DOCUMENT SECTION ->
Just as the question is forming in our mind and Drunk Dwarf Snores has resumed his visits to the tables, we agree, we would like to leave the celebration. The Governor has not returned. Near the exit, we stop short, staring directly into the eyes of Grinning Tiger Rules. "I fear the trap is sprung," Fighting Man Dances says beneath his breath.

"Leaving so soon?" Tiger smiles. "Have you not spoken with my mother? She will be upset that you did not accept her invitation." A tense moment passes between the young noble and our uncharismatic dwarf. The halfling manages to pull the dwarf away from Grinning Tiger Rules and explain to Drunk Dwarf Snores why the dwarf does not want to engage in a duel. Tiger leaves to speak with his mother, and then departs from the room.

_DM note: what's a party without Grinning Tiger Rules?_

It is at this point that the halfling and I see shadows cross the windows outside. Someone is clearly out there. 

Before we have time to contemplate the implications of this, the Emperor overtakes us. "It would please me to have an audience with you in the courtyard."


----------



## Rune (Jan 22, 2002)

Session 5, part 2

The immense courtyard is opulently lined with silver trees and little else. The rose-tinted ocean reflects down on us from above, lighting the courtyard as bright as day. The Emperor seems excited to be in the presence of the Heroes of the Night of Spiders whose exaggerated tales have reached his court. He has little more than begun to interview us, however, when Grinning Tiger Rules enters the courtyard and bows to the emperor. He then rises and stares at the young boy. Whatever moment that the two are exchanging is beyond our knowledge, but it is not, to our eyes, on friendly terms. We learn nothing more, for now, an evil trap is sprung!

The Emperor crumples to the ground.

From out of the shadows of the silver trees, two black-clad figures rapidly advance, dropping blowguns and drawing kris-bladed knives. They are on either side of us. Within seconds, they have advanced half of the distance of the courtyard.

RAW RECORDS ->

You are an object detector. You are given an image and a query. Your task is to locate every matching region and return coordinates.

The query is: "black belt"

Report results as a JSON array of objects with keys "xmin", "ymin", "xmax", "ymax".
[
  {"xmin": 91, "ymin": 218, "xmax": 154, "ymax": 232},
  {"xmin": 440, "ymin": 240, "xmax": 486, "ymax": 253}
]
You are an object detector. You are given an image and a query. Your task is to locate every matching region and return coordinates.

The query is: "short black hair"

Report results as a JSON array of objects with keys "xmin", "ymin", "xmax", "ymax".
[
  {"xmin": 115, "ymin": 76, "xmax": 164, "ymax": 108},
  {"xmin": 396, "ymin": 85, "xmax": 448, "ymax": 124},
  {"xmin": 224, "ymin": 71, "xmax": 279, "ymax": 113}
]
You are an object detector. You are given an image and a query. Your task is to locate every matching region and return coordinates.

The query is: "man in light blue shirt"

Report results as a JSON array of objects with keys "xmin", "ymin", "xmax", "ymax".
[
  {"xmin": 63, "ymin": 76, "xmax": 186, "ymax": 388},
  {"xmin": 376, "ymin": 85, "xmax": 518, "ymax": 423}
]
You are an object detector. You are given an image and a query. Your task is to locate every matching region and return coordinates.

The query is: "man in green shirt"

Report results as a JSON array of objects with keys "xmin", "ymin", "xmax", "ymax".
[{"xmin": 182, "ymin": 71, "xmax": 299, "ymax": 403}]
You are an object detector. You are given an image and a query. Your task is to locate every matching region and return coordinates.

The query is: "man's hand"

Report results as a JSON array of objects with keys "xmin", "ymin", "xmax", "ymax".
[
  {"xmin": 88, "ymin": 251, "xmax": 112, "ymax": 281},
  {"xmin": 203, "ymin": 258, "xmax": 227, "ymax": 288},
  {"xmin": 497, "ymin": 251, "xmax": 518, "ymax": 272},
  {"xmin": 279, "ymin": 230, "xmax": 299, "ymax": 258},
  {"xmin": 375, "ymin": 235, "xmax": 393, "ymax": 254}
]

TASKS FOR THIS EXERCISE ->
A - In the game session recap, translate the sentence "The Emperor crumples to the ground." into Spanish.
B - Condense the paragraph beginning "The immense courtyard is opulently lined" from the game session recap into a short bulleted list that keeps its main facts.

RESPONSES ->
A - El Emperador se desploma en el suelo.

B -
- The huge courtyard is lined with silver trees and little else.
- The rose-tinted ocean reflects down from above, making the courtyard as bright as day.
- The Emperor is excited to meet the Heroes of the Night of Spiders, whose exaggerated tales have reached his court.
- Soon after he begins to interview them, Grinning Tiger Rules enters, bows to the Emperor, then rises and stares at the young boy.
- The party can't tell what passes between the two, but it doesn't look friendly.
- Before they learn more, an evil trap is sprung.